[Object detection data]
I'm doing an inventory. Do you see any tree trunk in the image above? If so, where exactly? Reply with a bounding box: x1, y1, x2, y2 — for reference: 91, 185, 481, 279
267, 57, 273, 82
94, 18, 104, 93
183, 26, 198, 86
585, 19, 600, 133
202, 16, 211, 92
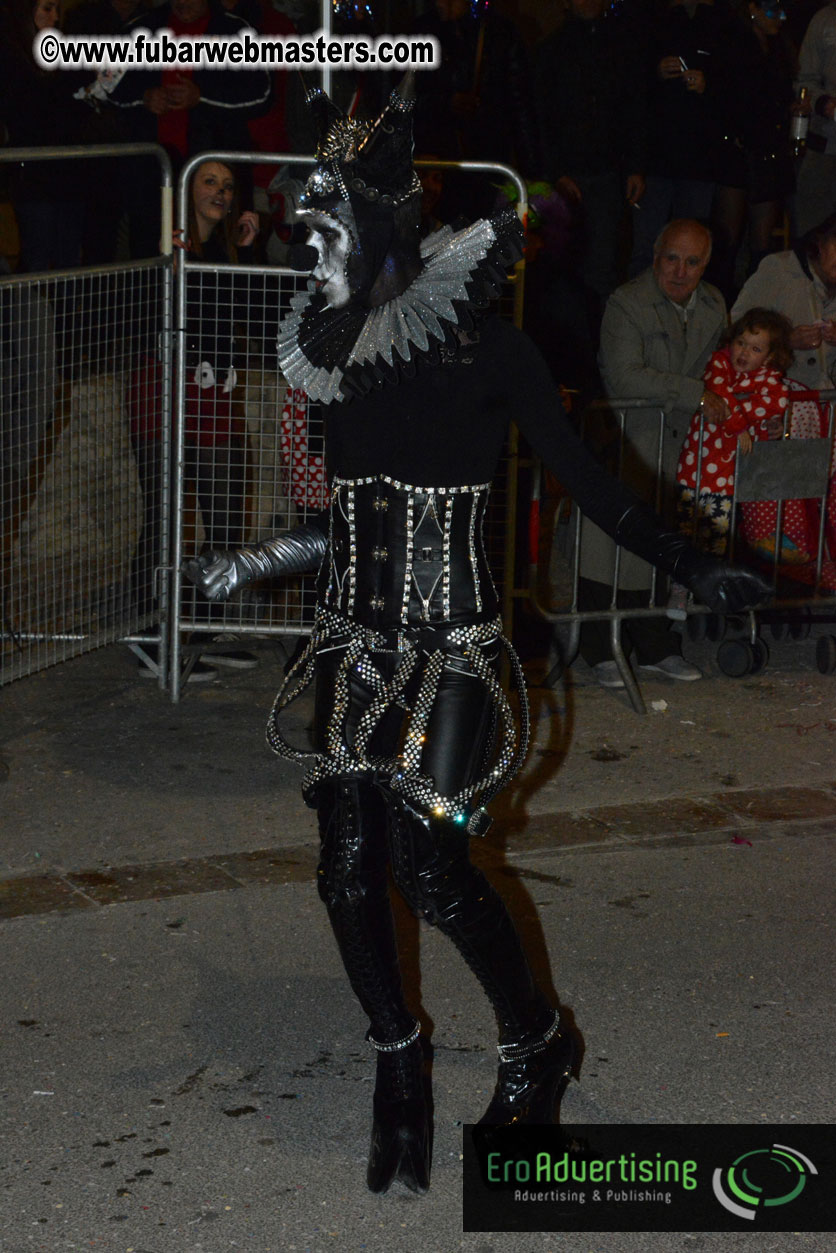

Task: Can you copy the records above line for line, without changing anything and with the pictures left out?

Answer in full:
I'm doing an inventory. Do you see any tree trunk in the image above? If so, where exactly? Reply with a bounding box: x1, y1, x2, y2 — for reference: 91, 185, 481, 279
267, 57, 273, 82
94, 18, 104, 93
183, 26, 198, 86
585, 19, 600, 133
202, 16, 211, 92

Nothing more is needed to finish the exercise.